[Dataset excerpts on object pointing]
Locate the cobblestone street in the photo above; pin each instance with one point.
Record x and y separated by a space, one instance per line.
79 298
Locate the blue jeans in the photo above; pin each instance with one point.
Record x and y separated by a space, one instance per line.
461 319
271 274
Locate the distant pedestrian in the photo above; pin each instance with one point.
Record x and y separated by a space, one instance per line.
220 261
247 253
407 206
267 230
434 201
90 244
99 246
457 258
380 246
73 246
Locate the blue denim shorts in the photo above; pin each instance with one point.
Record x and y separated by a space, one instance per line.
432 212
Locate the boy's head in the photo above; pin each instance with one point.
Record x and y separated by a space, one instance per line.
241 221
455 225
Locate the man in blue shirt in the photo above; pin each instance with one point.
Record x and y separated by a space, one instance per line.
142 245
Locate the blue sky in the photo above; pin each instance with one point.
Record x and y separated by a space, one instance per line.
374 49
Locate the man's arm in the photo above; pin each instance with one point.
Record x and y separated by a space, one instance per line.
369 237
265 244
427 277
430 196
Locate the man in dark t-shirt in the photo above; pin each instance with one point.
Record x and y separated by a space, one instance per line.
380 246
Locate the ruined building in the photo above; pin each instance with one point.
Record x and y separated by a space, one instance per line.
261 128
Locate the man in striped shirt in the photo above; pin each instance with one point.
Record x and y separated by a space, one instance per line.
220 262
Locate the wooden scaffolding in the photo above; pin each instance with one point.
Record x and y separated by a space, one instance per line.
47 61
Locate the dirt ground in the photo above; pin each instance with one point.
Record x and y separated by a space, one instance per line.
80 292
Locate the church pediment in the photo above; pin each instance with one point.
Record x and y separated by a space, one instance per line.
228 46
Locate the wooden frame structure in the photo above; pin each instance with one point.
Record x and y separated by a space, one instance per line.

Task details: Please copy every line of the material from the line containing "Locate the blue sky" through the end of the material, increasing each coordinate in the answers by 42.

Problem solution:
Locate the blue sky in the photo above; pin each instance with one point.
Record x and y separated by a space, one instance per line.
416 91
Locate the man's arm in the photo above; pin each instance with one point.
Record x and y separated by a space, one instance per line.
411 279
307 286
469 319
472 238
Locate the man in dark t-shirt in the photo above; pin each instance with one point.
Record x and y separated by a space, one instance per line.
422 288
Locate the ruined building in the photo above; pin each instance with one point.
Record x and y separated by a space, one instance per line.
303 170
Locate the man in striped shirt in the photo above; pin each instance with one point.
Record x and y separated by a space, one instance per line.
262 304
Locate the wooden scaffolding in the photo above; pin each instance with one point.
Record x and y separated by a space, one instance per line.
89 103
Locate the dirt ground in the photo above; pin each instance with one point.
Record x and y separated by a space, one instance per line.
122 334
Locate the church pediment in the photo above; pin each instance with one point.
Record x and y separated by a space, one instance per line.
270 88
Locate the wooden frame structure in the photo above; pin each instance with one point.
Record x and y separated by a space, one instance per line.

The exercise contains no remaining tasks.